■ Task statement:
Every entry below should be printed exactly, without its images.

──────────

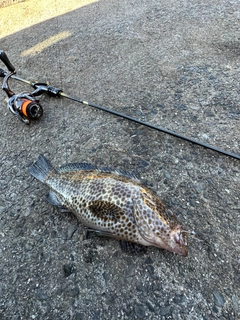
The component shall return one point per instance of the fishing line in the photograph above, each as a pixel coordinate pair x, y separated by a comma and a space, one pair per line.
26, 107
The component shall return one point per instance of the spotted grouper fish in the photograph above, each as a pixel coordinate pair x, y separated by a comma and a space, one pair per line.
113, 203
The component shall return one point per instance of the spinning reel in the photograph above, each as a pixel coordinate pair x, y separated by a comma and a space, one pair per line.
26, 107
23, 105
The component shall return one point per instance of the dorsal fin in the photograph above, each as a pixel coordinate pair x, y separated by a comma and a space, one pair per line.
69, 167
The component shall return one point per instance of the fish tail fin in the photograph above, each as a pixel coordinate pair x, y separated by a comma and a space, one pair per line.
41, 168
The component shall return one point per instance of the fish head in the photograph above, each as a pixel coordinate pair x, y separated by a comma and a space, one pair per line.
161, 229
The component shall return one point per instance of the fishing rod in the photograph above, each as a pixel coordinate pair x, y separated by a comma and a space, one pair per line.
26, 107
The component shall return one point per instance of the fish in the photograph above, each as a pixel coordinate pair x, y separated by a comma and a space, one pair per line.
112, 203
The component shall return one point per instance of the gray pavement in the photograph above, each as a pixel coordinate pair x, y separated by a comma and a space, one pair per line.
171, 63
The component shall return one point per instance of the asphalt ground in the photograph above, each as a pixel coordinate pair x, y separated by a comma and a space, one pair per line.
171, 63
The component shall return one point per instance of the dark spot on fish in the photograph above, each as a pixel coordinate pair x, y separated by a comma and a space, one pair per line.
106, 211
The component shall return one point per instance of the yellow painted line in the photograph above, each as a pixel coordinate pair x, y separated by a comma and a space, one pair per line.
25, 14
46, 43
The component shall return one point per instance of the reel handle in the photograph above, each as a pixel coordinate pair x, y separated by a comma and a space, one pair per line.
6, 61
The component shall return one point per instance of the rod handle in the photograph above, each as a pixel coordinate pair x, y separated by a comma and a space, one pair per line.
6, 61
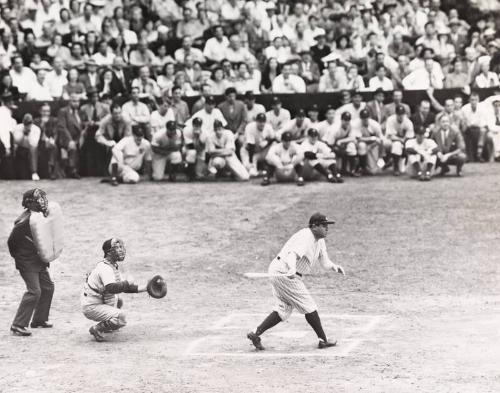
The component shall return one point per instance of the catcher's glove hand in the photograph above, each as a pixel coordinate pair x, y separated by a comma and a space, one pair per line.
157, 287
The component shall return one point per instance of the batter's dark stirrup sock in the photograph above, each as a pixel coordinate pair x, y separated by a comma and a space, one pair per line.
333, 169
114, 170
321, 170
298, 169
272, 320
313, 319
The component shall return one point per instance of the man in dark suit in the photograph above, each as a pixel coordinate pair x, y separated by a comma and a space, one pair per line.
93, 162
423, 117
451, 146
376, 106
70, 133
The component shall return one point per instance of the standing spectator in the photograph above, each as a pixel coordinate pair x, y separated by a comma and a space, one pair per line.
26, 137
69, 134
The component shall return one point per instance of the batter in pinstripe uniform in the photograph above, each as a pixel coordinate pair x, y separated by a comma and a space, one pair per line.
297, 257
100, 300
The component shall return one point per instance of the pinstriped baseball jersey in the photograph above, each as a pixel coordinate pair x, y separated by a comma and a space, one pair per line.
94, 288
300, 253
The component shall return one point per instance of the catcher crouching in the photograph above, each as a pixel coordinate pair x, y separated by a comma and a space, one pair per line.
100, 300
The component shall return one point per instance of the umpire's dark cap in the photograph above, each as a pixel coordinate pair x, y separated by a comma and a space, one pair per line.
318, 219
346, 116
286, 136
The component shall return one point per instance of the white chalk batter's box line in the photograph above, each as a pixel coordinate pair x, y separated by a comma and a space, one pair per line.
342, 350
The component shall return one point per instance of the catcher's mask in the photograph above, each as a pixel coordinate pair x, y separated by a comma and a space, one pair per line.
114, 249
36, 200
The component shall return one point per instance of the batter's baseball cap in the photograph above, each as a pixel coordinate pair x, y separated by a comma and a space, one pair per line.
312, 132
171, 125
261, 117
400, 110
364, 114
318, 219
286, 136
346, 116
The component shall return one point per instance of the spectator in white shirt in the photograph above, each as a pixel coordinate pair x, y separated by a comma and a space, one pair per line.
215, 47
22, 77
39, 90
57, 78
380, 80
286, 82
486, 78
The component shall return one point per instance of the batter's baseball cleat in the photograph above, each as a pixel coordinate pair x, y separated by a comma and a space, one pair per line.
19, 331
255, 341
326, 344
97, 335
44, 325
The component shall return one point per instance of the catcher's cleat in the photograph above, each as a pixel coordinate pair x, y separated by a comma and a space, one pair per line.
97, 335
326, 344
255, 341
19, 331
44, 325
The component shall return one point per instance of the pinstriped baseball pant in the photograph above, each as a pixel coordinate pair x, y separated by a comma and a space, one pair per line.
291, 293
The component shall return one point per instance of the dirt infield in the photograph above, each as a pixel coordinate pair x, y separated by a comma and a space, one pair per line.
418, 311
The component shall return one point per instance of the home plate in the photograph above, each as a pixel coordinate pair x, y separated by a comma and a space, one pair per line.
290, 333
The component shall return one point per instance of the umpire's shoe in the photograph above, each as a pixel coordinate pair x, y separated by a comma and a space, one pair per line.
326, 344
255, 341
97, 334
19, 331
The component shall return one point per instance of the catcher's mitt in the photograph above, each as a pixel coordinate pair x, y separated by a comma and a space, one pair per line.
157, 287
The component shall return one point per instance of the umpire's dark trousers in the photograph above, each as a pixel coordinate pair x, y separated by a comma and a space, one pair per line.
37, 298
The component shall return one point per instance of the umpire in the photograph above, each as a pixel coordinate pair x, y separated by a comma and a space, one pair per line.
39, 287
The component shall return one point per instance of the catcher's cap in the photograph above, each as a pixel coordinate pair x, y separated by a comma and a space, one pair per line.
400, 110
312, 132
261, 117
318, 219
171, 125
346, 116
286, 136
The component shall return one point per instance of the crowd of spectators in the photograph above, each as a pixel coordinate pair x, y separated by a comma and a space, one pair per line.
120, 70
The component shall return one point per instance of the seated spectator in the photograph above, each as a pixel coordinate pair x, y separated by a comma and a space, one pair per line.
332, 80
22, 77
215, 47
221, 150
136, 111
287, 82
284, 160
131, 155
26, 137
317, 156
369, 142
421, 152
47, 147
39, 91
258, 138
486, 78
167, 150
451, 147
398, 130
74, 86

──────────

■ The completed task:
The component shall return one point per instance of the fishing line in the photograph above, each as a pixel coordinate pair x, y separated by a comma and a space, one pair per line.
26, 107
The component shall return one point per instance of the spotted grouper fish in the photograph above, each as a pixel coordinate pair x, y separated by a comma and a space, one pair per line.
113, 203
The component shall return one point per instance of the spinning reel in the photograph above, each as a pixel coordinate pair x, y separated by a comma and a space, one pair per line.
26, 107
23, 105
The component shall return one point per instance of the dorsal fin in the photograph above, each as a pixel coordinate pair x, y separated by a comma and a space, one pair per line.
69, 167
The component shall return one point per instance of the fish tail fin in the photograph above, each as a pixel coordinate pair x, y separated by a comma and a space, one pair per line.
41, 168
The component shall return one point per instance of the fish head in the photograph above, each as a pixel coordinate pair x, y separated by a comma and a space, one pair per line.
161, 229
The component shall return one point per instance of the fishing rod in the photograph above, each as a pixel coordinate pair x, y separated by a comma and a space, one pair per line.
26, 107
The component shall return one point per instance of the fish in the photograph above, each as a pixel coordinate pair x, y separated by a comma and a space, one pair per line.
112, 203
The component shall return one point per instance of the gray pavement in the photograph above, each as a pixel coordinate pair x, y separated by a comma and a space, one pair per line.
171, 63
The component shall return one point per instance of the asphalt ground in the photograph above, each as a pixel coordinate pair x, y separated by a comma and a space, one pair per line.
171, 63
The component shall return one point per instance of the dark spot on fish in the photograph above, each as a pixel coordinate pair x, y separated by a comma and a space, one pair per line.
106, 211
The component shall return one point per instance of the yellow painted line in the photograph above, each as a pixel coordinate pair x, y separated by a comma and a space, one pair per line.
25, 14
46, 43
The component shall return one point per instance of the reel handle in the photograph above, each as a pixel coordinate pair x, y separated by a comma and a space, one pair per line.
6, 61
The component shall return one point per instance of the rod handle in the photograph above, each as a pixel coordinate pair x, y separated by a comma and a space, one pair per line.
6, 61
The component shall return one point per instance of the catcher's glove hand in the photograph above, each as a pixel coordinate pair x, y separated by a comma and a space, one pair per line.
157, 287
The component shall return one point per instance of the batter's dark stirrup sock in the photograph above, each as a pixel coordinate pair x, y separated by a comma and a space, one pair per line.
333, 169
114, 170
321, 170
298, 169
272, 320
313, 319
The component shall return one point per instance of the man in dark suit in the photograph above, each as a pixel coordinate pair x, y separated by a comma and a space, one pair per line.
93, 162
423, 117
451, 146
376, 106
70, 133
The component shall return one point per instance of the standing spectator in the photograph above, each as a pixel coordinate pair x, y separated by a comma and a space, one pair per line.
26, 137
69, 134
The component shall return one point per instance of the batter in pinstripe uniform in the photograph above, each as a pixel coordinate pair x, y separated by a comma and a space, one pair per line.
297, 257
100, 300
The component shall return one point per instance of the pinstriped baseball jersey in the photograph above, each as a pixel coordinate pair x, y separated by a comma and a space, one pair per line.
94, 288
300, 253
The component shall return one point per instance of the catcher crouching in the photograph above, each as a pixel coordinate pair x, y separated by a comma and a space, one pair per line.
100, 300
The component shall return one point per instance of the umpire's dark cap in the photograph above, each as a pixel coordinate pair x, y separated by a comma and a space, one pair per line.
318, 219
346, 116
286, 136
The component shall return one point per instance of the white chalk batter's box line in the photograph above, each as a pixel coordinate pair x, y separated by a comma and a space, one pair per line.
342, 350
The component shall return one point per instance of the catcher's mask in the photograph above, each as a pixel coordinate pair x, y separated by a comma and a space, one pair per line.
114, 249
36, 200
The component shall return one point per instance of the batter's baseball cap in the photograph above, each as a pixel coordinate pair x, y separated by a comma and a space, one pair per line.
312, 132
171, 125
261, 117
400, 110
364, 114
318, 219
286, 136
346, 116
The component shall return one point per instance of the spectator in white shirt in the photograph above, each as a pixel coordinate pair x, y separated by a comma and a space, one pair per line.
215, 47
22, 77
39, 90
57, 78
380, 80
286, 82
486, 78
The component shall return one point per instance of the batter's baseball cleat in the photograph above, each as a pixel coordinate pair x, y separated by a comma and a space, one pair per line.
19, 331
255, 341
326, 344
97, 335
44, 325
The component shall return one point per instance of the catcher's cleat in the photograph above, each as a pixel coordinate pair x, y separated by a comma and a space, one pair per line.
97, 335
326, 344
255, 341
19, 331
44, 325
The component shall return one point per instance of the pinstriped baseball pant in the photograph above, each as a pixel coordinate pair x, y separated by a comma and a space, one pair per line.
291, 293
The component shall return one point per instance of the dirt infield in the photograph above, each as a pixel coordinate pair x, y separated by a comma and a space, one pair per line.
418, 311
The component shall return one point per instance of the home plate in the photograph above, each as a pixel coordinate pair x, y separated by a comma and a space, one pair per line.
290, 333
The component shall return one point per instance of the umpire's shoe in the photograph above, each as a pixel coordinate pair x, y separated by a comma and a space, one pair per line.
326, 344
255, 341
97, 334
19, 331
The component shall return one point per instance of the catcher's mitt in the photograph above, each as a pixel coordinate pair x, y separated by a comma and a space, one pair per line.
157, 287
The component shall return one point per instance of the umpire's dark trousers in the photograph above, each as a pixel coordinate pair x, y separated by a comma and a space, one pair per line.
37, 298
The component shall return one point per instance of the umpire in the photograph above, each as a pixel coordinate pair x, y separated by a comma and a space, one pair per line.
39, 287
The component shall return one point per instance of the catcher's cap in the photograph above, each as a pixel coordinate pair x, y separated by a comma and a space, one pair per line.
400, 110
312, 132
261, 117
318, 219
171, 125
346, 116
286, 136
The component shall return one point per instance of the crowd of spectators in the photograph above, each as a pixel coordinate pair x, y separated by a comma and a space, one pair per line.
120, 70
The component shall return one point per instance of the seated spectator in the photograph above, each as a pixel coordinate pair x, y separated by a comma and a space, one pair per line.
332, 80
22, 77
215, 47
221, 150
136, 111
287, 82
284, 160
131, 155
26, 137
317, 156
369, 142
421, 152
47, 147
39, 91
258, 138
486, 78
167, 150
451, 147
398, 130
74, 86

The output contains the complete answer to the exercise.